====== Passage ======
If I were you, I would tell them to kick rocks and look for another company to work for. Micron used to be the best company, but since San-Jagoff took over, it's all about helping the shareholders at the employee's expense. I worked for Micron for 20 years and every week I would go to work things were worse than the week before. If you have a masters then you have way better options than what Micron can give you. I promise you that if you take the job and move down their, you will regret it.
@1nko+1kjx8u3b Thanks for the response. That is somewhat of a relief but this whole situation is pretty sh---y.
I am a masters so I assume I'm compensated higher than a bachelors and from my talks with some people there as high as some PhD. Do you think that makes much of a difference?
I honestly need a couple good years until I get some experience.
You should prepare yourself for the possibility that your offer will be rescinded but you are probably safe.
Historically the layoffs tend to target the more senior employees to carve out the people receiving higher compensations. Headcount reductions are all about short term opex savings for the immediate quarter so the more $$/employee they're able to cut the better, the longterm impact of cutting experienced employees isn't the main consideration in situations like this.
New grads usually survive layoffs unless the department they're entering is really struggling to find a person they can toss under the bus without the whole org collapsing. Your compensation isn't high enough to give the execs enough bang for their buck in the accounting trickery they're doing with headcount reductions.
====== Dataset records ======
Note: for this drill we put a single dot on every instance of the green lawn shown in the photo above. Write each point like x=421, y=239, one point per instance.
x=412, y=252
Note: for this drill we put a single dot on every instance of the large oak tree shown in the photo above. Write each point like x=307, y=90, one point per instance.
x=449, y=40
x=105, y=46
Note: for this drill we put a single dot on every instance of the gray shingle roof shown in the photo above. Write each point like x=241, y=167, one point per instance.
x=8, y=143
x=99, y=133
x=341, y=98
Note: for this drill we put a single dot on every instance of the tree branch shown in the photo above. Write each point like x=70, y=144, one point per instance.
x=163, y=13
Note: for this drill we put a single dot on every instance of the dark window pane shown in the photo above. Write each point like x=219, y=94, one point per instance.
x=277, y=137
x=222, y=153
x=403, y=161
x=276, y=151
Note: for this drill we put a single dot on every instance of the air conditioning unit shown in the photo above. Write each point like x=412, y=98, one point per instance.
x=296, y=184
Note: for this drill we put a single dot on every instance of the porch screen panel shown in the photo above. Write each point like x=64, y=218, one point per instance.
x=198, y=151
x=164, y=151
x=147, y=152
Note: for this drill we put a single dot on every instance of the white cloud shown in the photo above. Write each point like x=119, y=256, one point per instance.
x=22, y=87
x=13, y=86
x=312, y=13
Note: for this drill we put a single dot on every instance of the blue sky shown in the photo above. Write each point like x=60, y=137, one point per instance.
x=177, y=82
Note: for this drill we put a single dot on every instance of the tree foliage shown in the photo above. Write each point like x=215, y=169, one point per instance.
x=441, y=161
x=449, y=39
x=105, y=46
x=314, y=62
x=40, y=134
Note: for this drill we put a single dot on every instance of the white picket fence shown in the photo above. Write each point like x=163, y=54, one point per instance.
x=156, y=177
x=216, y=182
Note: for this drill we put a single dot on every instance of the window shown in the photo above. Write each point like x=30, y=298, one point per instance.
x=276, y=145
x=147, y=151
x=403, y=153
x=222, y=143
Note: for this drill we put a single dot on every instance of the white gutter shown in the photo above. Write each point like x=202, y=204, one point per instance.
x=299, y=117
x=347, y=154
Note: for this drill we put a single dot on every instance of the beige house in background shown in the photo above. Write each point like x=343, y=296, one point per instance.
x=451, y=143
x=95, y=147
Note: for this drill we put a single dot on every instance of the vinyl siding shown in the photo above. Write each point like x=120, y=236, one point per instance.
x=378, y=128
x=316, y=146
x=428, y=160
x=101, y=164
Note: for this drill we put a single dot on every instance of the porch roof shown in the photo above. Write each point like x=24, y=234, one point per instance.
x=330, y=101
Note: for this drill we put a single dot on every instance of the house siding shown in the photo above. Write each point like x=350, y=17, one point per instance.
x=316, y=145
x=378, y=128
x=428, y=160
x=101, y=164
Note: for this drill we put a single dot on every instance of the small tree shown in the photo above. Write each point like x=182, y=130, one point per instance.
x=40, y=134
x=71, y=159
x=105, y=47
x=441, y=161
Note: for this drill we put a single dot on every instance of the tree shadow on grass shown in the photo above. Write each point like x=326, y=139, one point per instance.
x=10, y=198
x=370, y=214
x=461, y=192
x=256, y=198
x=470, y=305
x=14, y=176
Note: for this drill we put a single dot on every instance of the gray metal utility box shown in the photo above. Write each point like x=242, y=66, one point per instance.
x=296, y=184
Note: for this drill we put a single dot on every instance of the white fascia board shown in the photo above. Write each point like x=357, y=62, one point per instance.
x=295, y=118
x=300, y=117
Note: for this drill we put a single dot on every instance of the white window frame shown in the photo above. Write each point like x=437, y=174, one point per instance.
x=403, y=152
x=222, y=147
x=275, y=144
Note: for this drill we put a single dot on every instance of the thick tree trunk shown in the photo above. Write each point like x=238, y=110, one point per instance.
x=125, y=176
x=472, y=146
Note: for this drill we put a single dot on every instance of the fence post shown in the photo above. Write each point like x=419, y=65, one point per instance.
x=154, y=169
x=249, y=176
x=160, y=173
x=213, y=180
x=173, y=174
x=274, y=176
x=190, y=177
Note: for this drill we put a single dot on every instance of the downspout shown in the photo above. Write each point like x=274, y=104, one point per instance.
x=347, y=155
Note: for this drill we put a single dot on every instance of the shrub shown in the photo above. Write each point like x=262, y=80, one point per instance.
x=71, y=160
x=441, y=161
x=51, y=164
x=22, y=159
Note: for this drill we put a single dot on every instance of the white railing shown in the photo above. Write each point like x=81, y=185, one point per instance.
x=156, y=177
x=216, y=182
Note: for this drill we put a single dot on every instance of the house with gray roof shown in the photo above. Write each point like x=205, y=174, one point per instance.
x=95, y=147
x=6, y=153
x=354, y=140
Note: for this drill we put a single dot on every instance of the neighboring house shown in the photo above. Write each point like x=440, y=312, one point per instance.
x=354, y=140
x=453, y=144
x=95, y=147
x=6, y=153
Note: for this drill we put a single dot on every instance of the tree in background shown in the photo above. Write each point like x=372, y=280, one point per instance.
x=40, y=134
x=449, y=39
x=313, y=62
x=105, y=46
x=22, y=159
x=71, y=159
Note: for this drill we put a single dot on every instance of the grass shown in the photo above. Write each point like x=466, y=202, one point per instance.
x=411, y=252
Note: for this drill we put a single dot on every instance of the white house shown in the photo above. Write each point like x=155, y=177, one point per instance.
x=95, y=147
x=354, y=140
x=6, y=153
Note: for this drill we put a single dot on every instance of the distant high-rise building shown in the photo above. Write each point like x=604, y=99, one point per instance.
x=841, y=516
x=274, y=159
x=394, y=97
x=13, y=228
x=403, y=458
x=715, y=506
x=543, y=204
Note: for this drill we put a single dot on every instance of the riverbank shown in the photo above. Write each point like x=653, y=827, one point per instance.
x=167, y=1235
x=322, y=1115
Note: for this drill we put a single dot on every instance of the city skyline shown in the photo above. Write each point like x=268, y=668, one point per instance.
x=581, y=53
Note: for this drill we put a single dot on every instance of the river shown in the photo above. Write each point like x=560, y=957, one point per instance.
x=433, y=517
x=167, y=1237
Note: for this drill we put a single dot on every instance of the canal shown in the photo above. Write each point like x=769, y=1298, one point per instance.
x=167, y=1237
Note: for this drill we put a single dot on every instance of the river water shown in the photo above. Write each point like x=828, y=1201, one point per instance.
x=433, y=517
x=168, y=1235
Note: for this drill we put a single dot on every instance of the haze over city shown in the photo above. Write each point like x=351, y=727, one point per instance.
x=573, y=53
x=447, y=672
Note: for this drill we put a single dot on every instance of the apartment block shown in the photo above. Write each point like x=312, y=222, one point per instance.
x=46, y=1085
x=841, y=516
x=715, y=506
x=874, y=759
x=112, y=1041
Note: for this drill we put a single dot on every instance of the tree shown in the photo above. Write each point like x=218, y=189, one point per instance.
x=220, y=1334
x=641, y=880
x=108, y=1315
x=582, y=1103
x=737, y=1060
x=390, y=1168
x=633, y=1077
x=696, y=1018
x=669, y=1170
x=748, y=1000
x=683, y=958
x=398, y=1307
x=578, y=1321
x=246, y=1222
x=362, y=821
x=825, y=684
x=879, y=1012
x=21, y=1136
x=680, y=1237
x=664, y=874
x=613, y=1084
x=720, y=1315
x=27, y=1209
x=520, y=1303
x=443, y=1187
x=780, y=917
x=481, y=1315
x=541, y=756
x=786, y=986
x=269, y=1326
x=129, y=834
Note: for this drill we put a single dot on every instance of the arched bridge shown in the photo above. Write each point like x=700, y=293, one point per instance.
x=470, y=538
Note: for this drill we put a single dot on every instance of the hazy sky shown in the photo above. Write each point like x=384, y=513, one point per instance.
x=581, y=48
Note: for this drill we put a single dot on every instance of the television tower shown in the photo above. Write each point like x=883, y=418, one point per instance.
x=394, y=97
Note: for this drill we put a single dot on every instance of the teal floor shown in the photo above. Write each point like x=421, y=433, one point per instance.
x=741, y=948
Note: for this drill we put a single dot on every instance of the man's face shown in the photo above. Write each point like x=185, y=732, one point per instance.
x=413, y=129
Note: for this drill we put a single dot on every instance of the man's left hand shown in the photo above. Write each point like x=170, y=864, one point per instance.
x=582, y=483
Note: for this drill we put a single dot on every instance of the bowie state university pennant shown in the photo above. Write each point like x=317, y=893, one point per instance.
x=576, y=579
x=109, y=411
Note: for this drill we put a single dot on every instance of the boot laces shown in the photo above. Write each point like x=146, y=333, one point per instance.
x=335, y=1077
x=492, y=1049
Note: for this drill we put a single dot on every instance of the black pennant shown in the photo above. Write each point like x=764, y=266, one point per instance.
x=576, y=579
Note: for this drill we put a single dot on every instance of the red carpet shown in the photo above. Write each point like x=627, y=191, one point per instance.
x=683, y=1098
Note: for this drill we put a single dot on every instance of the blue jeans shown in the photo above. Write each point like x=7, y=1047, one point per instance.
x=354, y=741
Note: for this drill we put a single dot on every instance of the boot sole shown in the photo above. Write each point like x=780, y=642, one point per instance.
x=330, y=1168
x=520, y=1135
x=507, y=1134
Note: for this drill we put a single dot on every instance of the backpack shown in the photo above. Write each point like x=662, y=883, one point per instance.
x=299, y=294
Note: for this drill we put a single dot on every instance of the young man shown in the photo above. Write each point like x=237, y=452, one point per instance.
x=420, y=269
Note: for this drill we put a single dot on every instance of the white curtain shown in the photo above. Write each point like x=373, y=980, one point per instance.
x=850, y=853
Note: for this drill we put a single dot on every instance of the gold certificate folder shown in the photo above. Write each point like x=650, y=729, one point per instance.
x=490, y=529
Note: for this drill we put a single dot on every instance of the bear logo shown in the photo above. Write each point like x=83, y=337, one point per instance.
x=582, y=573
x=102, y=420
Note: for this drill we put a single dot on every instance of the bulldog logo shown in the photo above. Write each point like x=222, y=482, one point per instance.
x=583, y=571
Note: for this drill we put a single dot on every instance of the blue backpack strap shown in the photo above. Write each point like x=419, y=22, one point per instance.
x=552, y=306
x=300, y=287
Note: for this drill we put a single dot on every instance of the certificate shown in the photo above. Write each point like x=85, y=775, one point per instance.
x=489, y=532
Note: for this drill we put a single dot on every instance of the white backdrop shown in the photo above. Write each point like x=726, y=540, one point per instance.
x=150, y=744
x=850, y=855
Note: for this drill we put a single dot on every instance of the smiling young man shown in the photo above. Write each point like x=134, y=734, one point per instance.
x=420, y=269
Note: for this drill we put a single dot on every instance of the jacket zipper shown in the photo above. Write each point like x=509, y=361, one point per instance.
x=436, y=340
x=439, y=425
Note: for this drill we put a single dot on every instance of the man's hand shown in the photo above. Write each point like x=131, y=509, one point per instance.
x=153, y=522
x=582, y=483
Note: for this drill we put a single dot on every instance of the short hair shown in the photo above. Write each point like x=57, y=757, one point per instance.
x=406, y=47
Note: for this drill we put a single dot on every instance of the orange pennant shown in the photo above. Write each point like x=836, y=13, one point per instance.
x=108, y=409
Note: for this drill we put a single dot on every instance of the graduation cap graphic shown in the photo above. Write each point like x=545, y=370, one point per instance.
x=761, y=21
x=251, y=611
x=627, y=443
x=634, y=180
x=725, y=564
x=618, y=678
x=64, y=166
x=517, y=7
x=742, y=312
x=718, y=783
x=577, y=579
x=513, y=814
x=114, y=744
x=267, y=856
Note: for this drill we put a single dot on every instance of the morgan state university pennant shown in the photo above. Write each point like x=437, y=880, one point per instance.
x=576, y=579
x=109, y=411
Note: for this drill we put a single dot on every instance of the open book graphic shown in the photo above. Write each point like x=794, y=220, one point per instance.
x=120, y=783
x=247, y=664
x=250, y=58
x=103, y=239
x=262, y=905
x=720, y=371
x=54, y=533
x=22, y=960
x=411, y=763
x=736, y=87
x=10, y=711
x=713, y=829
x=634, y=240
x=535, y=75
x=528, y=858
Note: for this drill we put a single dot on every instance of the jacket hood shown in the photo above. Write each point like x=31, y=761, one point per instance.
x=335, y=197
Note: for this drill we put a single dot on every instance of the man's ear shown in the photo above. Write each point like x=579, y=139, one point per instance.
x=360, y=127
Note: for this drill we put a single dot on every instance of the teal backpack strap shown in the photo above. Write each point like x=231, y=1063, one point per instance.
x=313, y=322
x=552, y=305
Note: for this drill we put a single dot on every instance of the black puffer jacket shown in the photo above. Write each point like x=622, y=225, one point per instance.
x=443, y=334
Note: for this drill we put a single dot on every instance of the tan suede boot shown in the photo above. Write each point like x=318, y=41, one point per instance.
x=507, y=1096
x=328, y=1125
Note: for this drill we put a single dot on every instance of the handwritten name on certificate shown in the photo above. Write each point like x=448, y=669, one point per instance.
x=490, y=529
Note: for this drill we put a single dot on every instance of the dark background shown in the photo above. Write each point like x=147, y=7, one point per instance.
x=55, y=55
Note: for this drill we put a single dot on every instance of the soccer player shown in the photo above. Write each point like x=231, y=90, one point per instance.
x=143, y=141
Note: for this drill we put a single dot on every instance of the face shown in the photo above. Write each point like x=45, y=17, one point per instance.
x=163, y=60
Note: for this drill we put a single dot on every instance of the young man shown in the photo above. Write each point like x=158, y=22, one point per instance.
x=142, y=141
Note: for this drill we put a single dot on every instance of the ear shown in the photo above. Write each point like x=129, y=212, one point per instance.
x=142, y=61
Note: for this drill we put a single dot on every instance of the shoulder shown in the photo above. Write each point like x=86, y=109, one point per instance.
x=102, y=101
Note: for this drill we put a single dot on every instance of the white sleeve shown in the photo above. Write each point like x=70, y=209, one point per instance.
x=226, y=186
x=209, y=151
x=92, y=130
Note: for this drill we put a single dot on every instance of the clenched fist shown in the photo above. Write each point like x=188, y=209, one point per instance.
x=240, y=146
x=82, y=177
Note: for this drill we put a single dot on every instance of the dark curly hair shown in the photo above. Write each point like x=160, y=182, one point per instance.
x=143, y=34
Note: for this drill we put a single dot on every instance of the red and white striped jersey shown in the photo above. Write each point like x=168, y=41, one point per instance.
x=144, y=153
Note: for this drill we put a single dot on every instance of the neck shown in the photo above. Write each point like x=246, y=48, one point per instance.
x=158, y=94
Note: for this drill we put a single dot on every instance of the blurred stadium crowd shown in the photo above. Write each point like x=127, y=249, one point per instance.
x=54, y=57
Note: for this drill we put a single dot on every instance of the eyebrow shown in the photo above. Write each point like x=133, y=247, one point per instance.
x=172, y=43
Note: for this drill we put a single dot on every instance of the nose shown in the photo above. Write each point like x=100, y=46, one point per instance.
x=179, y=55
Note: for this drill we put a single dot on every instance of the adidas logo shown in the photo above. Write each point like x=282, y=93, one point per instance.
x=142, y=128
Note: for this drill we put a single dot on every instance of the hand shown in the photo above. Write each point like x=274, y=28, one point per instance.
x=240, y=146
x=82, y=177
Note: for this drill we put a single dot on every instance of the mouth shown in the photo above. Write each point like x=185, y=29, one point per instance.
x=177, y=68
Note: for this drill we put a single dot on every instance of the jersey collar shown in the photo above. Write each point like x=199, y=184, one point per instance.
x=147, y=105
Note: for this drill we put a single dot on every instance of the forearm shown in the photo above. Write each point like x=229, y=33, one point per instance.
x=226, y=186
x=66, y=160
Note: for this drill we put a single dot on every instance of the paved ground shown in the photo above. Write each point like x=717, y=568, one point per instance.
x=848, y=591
======
▸ Task instructions
**1)** According to the Micron layoff discussion, how many years did the first commenter work for Micron?
**2)** Please list every academic degree mentioned in the Micron layoff discussion.

▸ In response
**1)** 20 years.

**2)** Masters, bachelors, PhD